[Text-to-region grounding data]

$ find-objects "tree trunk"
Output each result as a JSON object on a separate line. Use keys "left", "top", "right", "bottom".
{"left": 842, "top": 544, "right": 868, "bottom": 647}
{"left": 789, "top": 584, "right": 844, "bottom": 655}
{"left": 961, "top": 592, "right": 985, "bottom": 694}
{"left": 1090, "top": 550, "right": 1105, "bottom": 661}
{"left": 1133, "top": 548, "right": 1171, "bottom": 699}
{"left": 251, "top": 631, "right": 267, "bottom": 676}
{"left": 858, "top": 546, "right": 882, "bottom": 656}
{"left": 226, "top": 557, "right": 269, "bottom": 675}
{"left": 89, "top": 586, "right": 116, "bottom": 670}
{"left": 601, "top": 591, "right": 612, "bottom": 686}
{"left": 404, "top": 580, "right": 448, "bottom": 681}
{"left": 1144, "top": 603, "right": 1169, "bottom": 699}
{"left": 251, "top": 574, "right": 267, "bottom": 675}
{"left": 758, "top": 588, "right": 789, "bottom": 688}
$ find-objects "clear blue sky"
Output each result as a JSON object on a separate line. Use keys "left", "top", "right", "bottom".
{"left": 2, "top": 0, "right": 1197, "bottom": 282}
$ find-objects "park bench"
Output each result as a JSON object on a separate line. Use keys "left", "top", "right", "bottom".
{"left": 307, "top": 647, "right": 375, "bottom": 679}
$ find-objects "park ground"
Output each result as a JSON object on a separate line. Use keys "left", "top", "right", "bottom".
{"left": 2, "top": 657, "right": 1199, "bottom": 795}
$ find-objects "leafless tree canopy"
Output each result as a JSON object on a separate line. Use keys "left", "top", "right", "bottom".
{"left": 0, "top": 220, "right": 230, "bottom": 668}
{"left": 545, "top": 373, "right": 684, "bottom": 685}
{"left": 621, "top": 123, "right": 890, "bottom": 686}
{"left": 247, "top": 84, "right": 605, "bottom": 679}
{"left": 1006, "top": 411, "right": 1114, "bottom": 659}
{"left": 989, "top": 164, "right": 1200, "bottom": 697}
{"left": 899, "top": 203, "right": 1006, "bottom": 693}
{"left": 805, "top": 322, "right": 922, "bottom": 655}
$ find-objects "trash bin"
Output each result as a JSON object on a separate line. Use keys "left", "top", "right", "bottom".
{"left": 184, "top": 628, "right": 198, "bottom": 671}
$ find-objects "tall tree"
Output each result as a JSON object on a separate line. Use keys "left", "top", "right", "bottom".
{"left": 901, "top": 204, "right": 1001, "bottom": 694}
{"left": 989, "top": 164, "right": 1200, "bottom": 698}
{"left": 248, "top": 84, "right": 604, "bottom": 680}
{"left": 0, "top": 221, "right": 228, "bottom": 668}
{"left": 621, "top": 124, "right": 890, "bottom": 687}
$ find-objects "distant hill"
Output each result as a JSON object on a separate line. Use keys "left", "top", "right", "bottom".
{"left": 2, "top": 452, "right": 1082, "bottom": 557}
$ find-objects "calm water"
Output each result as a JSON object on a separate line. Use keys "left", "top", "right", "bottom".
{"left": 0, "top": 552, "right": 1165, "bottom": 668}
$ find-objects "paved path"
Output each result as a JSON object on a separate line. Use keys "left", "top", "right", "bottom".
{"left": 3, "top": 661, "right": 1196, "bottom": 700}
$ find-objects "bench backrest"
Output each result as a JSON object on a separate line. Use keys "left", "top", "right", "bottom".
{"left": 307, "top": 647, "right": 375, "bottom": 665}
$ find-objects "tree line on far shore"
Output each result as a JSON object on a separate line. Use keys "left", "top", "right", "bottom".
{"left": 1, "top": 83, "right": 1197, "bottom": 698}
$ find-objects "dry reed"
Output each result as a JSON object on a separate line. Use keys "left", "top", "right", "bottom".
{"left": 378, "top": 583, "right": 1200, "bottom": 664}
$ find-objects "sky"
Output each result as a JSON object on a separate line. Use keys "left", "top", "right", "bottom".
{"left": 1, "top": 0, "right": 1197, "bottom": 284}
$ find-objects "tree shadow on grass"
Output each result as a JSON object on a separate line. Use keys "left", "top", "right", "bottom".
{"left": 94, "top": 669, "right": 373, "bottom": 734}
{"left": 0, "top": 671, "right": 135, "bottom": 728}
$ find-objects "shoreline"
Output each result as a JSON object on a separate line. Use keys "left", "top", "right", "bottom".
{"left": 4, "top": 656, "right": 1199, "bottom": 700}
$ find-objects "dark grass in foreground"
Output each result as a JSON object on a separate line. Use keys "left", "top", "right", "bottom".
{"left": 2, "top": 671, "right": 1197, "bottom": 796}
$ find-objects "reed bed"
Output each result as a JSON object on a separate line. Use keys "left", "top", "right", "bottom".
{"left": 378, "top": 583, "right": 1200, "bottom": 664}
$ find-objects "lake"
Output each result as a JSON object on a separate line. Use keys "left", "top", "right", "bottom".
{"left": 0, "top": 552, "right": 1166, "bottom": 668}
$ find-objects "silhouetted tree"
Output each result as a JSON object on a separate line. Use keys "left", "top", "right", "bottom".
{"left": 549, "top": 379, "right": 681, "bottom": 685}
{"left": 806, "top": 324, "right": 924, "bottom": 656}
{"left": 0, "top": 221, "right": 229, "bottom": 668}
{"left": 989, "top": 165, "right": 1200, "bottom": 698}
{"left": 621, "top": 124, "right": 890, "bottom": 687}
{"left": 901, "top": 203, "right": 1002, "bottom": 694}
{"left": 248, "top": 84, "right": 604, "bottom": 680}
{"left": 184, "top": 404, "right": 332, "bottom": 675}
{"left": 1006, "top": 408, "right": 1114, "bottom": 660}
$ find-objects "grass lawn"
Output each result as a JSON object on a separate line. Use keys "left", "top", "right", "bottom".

* [YOUR TASK] Bring together all lines in the records where the word "grass" is found.

* [SOLUTION FOR THIS PROBLEM]
$ find-objects "tree shadow on grass"
$ find-objects "dark grass in foreground"
$ find-objects "grass lawn"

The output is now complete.